═══ Text

URL: <http://lists.r-forge.r-project.org/pipermail/datatable-help/attachments/20130328/9ac4975e/attachment-0001.html>

From saporta at scarletmail.rutgers.edu  Thu Mar 28 17:52:57 2013
From: saporta at scarletmail.rutgers.edu (Ricardo Saporta)
Date: Thu, 28 Mar 2013 12:52:57 -0400
Subject: [datatable-help] rbindlist on list of data.frames with factor column
Message-ID: <CAE7Aa4SW6XpmhL5KJOT0PcZF54+WcY0-5anXodarC=k917on-g@mail.gmail.com>

Hello,

I found that when using `rbindlist` on a list of data.frames with factor
columns, the factor column is getting concat'd as its numeric equivalent.

This of course, does not happen when using a list of data.tables.

    # sample data, using data.frame
    sampleList.DF <- lapply(LETTERS[1:5], function(L)
      data.frame(Val1=rnorm(3), Val2=runif(3), FactorCol=L) )

    sampleList.DF <- lapply(sampleList.DF, function(x)
      {x$StringCol <- as.character(x$FactorCol); x})

    # sample data, using data.table
    sampleList.DT <- lapply(LETTERS[1:5], function(L)
      data.table(Val1=rnorm(3), Val2=runif(3), FactorCol=L) )
    sampleList.DT <- lapply(sampleList.DT, function(x)
       x[, StringCol := as.character(FactorCol)])


# Compare the column `FactorCol`:

    rbindlist(sampleList.DT)
    rbindlist(sampleList.DF)
    do.call(rbind, sampleList.DF)

Interestingly, I originally thought it was levels dependent:
(I would have expected, for example, the following to allow for the levels
of the third list element, but it does not).

══════
═══ Recorded data

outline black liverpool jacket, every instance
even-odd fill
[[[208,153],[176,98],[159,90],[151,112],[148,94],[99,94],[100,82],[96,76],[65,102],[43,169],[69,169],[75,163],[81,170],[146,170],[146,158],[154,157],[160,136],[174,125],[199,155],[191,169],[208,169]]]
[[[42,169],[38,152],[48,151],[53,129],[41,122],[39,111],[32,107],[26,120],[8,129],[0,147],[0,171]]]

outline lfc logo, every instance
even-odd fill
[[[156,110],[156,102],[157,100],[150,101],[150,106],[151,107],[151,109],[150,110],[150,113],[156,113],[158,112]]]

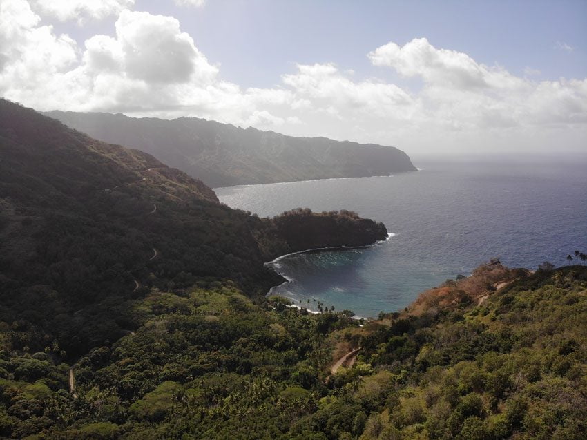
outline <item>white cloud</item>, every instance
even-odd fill
[[[173,0],[178,6],[195,6],[201,8],[206,4],[206,0]]]
[[[75,19],[80,24],[85,17],[102,19],[131,8],[135,0],[32,0],[36,12],[60,21]]]
[[[587,138],[587,79],[517,77],[425,39],[367,55],[374,66],[421,78],[418,90],[331,63],[296,65],[278,87],[242,89],[220,78],[173,17],[123,10],[115,30],[80,46],[25,0],[0,0],[0,95],[39,110],[198,116],[408,152],[566,139],[579,149]]]

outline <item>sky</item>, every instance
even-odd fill
[[[587,1],[0,0],[0,96],[410,155],[587,155]]]

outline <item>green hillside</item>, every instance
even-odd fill
[[[45,114],[96,139],[151,153],[213,187],[416,171],[407,155],[392,146],[294,137],[195,117]]]
[[[135,332],[73,366],[74,393],[70,365],[50,352],[6,350],[0,434],[584,438],[587,267],[500,271],[509,284],[497,291],[487,270],[473,276],[487,287],[481,305],[462,282],[450,282],[443,287],[461,298],[452,307],[365,327],[279,298],[256,305],[231,283],[153,289],[128,311]],[[355,347],[356,363],[331,375]]]

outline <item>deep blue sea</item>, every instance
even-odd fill
[[[587,251],[587,160],[414,160],[418,172],[219,188],[230,207],[273,216],[298,207],[349,209],[394,234],[371,247],[298,254],[273,264],[291,282],[273,293],[357,316],[418,294],[499,257],[509,267],[566,264]]]

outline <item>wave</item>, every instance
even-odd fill
[[[345,178],[345,179],[352,179],[354,178]],[[343,251],[346,249],[364,249],[367,247],[370,247],[371,246],[374,246],[377,243],[383,243],[386,241],[389,241],[392,239],[392,237],[395,237],[397,234],[394,232],[388,232],[387,238],[383,238],[383,240],[378,240],[374,243],[372,245],[364,245],[363,246],[330,246],[325,247],[313,247],[309,249],[304,249],[303,251],[296,251],[296,252],[290,252],[289,254],[284,254],[283,255],[280,255],[276,258],[271,260],[271,261],[268,261],[264,263],[265,266],[271,265],[273,269],[280,269],[281,265],[278,264],[279,261],[285,258],[285,257],[291,256],[292,255],[298,255],[298,254],[309,254],[314,252],[321,252],[323,251]],[[281,275],[281,274],[280,274]]]

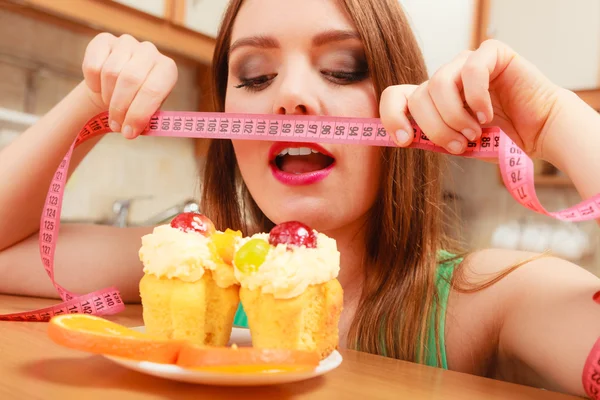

══════

§ **Problem 1**:
Answer these about the rbindlist post:
(a) Who sent it?
(b) What happens to the factor column when rbindlist is used on a list of data.frames?
(c) What did the sender originally think the behavior depended on?
§ **Problem 2**:
Duplicate everything in the rbindlist post from "sampleList.DF <- lapply(sampleList.DF, function(x)" down to "sampleList.DT <- lapply(LETTERS[1:5], function(L)".
§ **Problem 3**:
Go on with the mailing-list post about rbindlist from the point where it stops.
The material has no connection to the rbindlist post.

§ **Written reply 1**:
(a) Ricardo Saporta.
(b) It gets concatenated as its numeric equivalent.
(c) The levels.

§ **Written reply 2**:
sampleList.DF <- lapply(sampleList.DF, function(x)
      {x$StringCol <- as.character(x$FactorCol); x})

    # sample data, using data.table
    sampleList.DT <- lapply(LETTERS[1:5], function(L)

§ **Written reply 3**:
    sampleList.DF[[1]][, "FactorCol"] <- factor(c("A", "C", "A"))

    # all the levels in third element are present in the first
    all(levels(sampleList.DF[[3]][, "FactorCol"])  %in%
 levels(sampleList.DF[[1]][, "FactorCol"]))
    # [1] TRUE

But...

    rbindlist(sampleList.DF)

However:

    sampleList.DF[[1]][, "FactorCol"] <- factor(c("C", "A", "A"),
levels=c("C", "A"))
    rbindlist(sampleList.DF)

Is the above behavior intended?

Cheers,
Rick
-------------- next part --------------
An HTML attachment was scrubbed...
URL: <http://lists.r-forge.r-project.org/pipermail/datatable-help/attachments/20130328/e10006ba/attachment.html>

From saporta at scarletmail.rutgers.edu  Thu Mar 28 18:34:29 2013
From: saporta at scarletmail.rutgers.edu (Ricardo Saporta)
Date: Thu, 28 Mar 2013 13:34:29 -0400
Subject: [datatable-help] rbindlist on list of data.frames with factor
	column
In-Reply-To: <CAE7Aa4SW6XpmhL5KJOT0PcZF54+WcY0-5anXodarC=k917on-g@mail.gmail.com>
References: <CAE7Aa4SW6XpmhL5KJOT0PcZF54+WcY0-5anXodarC=k917on-g@mail.gmail.com>
Message-ID: <CAE7Aa4RF6MTkpa1PFtwUApQBgNoXqcArX7K17EQ07fOFCqd8oQ@mail.gmail.com>

My apologies, I had a mistake in my previous email.  (I forgot that
data.table does not coerce strings to factor)
It looks like the `rbindlist` behavior observed occurs for *both*, a list
of data.tables and a list of data.frames (assuming, of course, that there
is factor column present)

    # sample data, using data.frame
    set.seed(1)
    sampleList.DF <- lapply(LETTERS[1:5], function(L)
      data.frame(Val1=rnorm(3), Val2=runif(3), FactorCol=factor(L)) )
    sampleList.DF <- lapply(sampleList.DF, function(x)
      {x$StringCol <- as.character(x$FactorCol); x})

    # sample data, using data.table
    set.seed(1)
    sampleList.DT <- lapply(LETTERS[1:5], function(L)
      data.table(Val1=rnorm(3), Val2=runif(3), FactorCol=factor(L)) )
    sampleList.DT <- lapply(sampleList.DT, function(x)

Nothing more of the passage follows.